What you should do: Across the entries below, determine how many lines include the word "coupling". State only the resulting number.
[Data extracts Boundary: Start]
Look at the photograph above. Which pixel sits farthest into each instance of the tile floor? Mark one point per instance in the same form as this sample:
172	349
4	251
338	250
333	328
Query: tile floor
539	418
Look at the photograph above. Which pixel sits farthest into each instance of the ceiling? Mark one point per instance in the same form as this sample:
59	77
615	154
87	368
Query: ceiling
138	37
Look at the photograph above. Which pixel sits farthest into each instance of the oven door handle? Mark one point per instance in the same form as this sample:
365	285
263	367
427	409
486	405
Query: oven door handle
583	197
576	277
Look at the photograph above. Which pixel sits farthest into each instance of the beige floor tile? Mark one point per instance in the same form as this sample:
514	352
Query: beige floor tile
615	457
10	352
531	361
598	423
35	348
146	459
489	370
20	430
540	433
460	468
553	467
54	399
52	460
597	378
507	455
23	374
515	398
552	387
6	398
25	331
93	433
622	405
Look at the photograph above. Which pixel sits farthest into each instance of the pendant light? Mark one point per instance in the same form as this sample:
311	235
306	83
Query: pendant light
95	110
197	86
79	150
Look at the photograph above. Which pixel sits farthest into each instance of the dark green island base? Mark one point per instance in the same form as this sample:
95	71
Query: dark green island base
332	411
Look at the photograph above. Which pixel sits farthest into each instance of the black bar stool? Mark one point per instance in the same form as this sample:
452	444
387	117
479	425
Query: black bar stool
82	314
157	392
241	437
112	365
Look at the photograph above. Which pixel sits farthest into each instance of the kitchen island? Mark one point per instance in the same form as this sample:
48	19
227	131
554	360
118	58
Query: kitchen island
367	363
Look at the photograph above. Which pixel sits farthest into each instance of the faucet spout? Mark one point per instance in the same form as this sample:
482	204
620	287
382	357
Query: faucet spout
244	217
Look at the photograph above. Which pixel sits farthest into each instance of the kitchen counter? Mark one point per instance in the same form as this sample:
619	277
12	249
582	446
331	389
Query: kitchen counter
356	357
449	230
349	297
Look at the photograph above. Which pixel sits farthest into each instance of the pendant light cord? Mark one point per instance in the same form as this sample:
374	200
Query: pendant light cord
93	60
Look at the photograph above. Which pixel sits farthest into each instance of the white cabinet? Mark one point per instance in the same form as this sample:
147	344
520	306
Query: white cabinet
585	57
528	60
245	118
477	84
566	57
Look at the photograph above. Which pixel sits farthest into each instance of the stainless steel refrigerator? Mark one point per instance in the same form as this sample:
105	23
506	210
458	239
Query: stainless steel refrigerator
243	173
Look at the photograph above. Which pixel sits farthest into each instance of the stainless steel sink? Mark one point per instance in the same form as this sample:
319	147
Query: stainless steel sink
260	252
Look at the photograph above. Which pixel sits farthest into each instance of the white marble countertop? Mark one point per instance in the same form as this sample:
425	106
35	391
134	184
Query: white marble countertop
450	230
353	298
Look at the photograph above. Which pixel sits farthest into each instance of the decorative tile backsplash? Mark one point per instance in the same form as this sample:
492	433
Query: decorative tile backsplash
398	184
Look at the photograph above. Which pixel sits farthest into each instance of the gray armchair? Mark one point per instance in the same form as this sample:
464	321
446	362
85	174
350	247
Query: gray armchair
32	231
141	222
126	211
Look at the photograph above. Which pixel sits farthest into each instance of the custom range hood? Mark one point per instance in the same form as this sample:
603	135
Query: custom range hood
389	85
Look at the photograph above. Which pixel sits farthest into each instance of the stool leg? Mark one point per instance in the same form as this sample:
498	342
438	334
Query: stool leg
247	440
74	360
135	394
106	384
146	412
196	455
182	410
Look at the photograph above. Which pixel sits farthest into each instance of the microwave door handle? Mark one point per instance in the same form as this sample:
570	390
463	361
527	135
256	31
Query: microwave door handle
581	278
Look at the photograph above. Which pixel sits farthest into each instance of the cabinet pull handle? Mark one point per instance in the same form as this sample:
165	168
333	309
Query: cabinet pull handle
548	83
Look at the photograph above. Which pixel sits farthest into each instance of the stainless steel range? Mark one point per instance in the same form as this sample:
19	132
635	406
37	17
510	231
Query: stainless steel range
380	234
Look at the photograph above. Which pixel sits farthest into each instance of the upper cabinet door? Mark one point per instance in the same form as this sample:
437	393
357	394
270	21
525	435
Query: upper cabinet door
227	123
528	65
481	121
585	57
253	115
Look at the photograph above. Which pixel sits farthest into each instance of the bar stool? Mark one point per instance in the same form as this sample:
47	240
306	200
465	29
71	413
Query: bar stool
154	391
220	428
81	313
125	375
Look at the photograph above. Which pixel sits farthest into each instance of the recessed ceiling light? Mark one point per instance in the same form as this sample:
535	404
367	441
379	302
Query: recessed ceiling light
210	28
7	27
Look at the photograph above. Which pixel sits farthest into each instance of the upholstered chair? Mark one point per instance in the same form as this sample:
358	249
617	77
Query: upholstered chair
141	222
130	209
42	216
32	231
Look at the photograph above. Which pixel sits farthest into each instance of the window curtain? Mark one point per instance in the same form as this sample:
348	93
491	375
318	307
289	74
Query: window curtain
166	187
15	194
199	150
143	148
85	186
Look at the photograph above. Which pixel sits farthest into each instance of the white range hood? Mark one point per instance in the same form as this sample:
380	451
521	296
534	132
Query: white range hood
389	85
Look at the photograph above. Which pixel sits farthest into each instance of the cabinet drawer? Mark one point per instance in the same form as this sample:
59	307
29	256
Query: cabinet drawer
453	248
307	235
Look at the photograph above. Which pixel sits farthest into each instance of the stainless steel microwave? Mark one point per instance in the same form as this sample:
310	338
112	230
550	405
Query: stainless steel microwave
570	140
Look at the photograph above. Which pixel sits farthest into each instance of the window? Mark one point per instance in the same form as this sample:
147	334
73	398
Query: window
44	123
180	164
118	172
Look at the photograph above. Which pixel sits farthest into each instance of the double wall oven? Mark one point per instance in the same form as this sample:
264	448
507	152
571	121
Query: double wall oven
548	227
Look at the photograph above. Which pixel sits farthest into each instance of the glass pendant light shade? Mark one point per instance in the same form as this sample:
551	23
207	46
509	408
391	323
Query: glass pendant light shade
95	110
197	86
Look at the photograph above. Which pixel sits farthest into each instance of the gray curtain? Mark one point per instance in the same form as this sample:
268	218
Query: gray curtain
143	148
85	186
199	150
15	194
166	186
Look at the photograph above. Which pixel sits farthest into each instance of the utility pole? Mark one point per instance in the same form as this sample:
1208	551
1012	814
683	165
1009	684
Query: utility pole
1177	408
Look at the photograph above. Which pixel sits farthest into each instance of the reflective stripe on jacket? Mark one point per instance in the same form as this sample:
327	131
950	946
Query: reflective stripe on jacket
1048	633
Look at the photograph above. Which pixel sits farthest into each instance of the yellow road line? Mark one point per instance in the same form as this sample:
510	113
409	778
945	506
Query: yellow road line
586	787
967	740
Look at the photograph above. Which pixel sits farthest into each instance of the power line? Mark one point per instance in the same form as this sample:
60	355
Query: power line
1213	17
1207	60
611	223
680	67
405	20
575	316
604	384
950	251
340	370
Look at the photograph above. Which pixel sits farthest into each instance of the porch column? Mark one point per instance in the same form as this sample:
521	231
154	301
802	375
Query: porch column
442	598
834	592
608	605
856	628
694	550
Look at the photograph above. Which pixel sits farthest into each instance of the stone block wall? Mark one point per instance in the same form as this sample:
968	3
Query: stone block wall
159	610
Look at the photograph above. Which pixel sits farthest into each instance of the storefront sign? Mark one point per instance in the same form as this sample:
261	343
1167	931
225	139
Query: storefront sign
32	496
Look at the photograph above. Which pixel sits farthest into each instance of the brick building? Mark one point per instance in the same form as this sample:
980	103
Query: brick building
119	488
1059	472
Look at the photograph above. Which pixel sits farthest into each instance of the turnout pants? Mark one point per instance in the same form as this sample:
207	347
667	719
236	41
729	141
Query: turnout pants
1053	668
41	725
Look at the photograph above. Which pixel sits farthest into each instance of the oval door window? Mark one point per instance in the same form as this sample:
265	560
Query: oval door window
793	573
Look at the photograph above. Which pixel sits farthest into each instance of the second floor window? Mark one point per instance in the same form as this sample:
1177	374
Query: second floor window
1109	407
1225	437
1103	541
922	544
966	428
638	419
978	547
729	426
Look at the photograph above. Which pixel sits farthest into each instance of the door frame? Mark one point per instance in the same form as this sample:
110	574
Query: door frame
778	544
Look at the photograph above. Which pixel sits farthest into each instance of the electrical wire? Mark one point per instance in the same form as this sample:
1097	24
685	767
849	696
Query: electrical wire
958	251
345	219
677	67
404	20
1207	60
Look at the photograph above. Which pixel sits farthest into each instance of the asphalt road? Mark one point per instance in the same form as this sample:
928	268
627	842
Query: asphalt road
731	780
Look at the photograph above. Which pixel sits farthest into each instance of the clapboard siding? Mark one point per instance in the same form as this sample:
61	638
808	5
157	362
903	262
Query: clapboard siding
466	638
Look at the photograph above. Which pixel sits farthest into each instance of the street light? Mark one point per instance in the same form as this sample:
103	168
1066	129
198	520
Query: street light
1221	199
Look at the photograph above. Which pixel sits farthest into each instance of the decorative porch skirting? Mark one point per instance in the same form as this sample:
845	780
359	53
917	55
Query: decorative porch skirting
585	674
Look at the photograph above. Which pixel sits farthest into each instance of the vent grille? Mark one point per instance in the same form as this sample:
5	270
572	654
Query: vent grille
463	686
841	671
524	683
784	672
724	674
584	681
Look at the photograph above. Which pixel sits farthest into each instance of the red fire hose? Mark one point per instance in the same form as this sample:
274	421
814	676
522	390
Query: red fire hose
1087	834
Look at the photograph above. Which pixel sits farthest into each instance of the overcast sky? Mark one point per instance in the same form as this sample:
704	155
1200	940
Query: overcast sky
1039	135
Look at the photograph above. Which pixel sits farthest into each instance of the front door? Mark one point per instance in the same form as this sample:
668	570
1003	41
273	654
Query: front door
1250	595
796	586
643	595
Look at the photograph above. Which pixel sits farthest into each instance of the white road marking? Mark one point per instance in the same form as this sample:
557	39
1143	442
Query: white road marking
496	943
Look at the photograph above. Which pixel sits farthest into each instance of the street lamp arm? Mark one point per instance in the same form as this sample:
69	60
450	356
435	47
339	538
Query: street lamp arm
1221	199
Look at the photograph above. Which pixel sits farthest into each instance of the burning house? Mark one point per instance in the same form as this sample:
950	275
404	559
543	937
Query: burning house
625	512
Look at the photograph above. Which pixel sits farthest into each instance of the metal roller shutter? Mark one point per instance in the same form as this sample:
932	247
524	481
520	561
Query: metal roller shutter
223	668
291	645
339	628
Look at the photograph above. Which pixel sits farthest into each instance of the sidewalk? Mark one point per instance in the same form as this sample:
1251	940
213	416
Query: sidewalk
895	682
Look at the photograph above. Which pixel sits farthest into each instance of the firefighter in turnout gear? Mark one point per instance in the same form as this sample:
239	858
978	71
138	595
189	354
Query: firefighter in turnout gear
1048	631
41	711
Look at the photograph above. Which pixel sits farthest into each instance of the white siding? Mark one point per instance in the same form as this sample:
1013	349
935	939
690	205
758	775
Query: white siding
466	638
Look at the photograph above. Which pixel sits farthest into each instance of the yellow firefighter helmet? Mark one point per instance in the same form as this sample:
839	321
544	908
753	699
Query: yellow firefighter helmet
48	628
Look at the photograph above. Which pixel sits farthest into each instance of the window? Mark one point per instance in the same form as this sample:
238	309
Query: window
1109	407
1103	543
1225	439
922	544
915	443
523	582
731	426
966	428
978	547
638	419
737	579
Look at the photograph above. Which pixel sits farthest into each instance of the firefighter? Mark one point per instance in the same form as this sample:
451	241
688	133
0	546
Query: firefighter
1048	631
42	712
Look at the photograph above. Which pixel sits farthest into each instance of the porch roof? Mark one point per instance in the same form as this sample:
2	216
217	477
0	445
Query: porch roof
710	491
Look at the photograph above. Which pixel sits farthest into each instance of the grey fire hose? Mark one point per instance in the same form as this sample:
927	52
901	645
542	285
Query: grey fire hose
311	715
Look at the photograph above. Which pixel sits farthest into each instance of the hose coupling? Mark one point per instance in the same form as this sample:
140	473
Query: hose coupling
[Data extracts Boundary: End]
Answer box: 2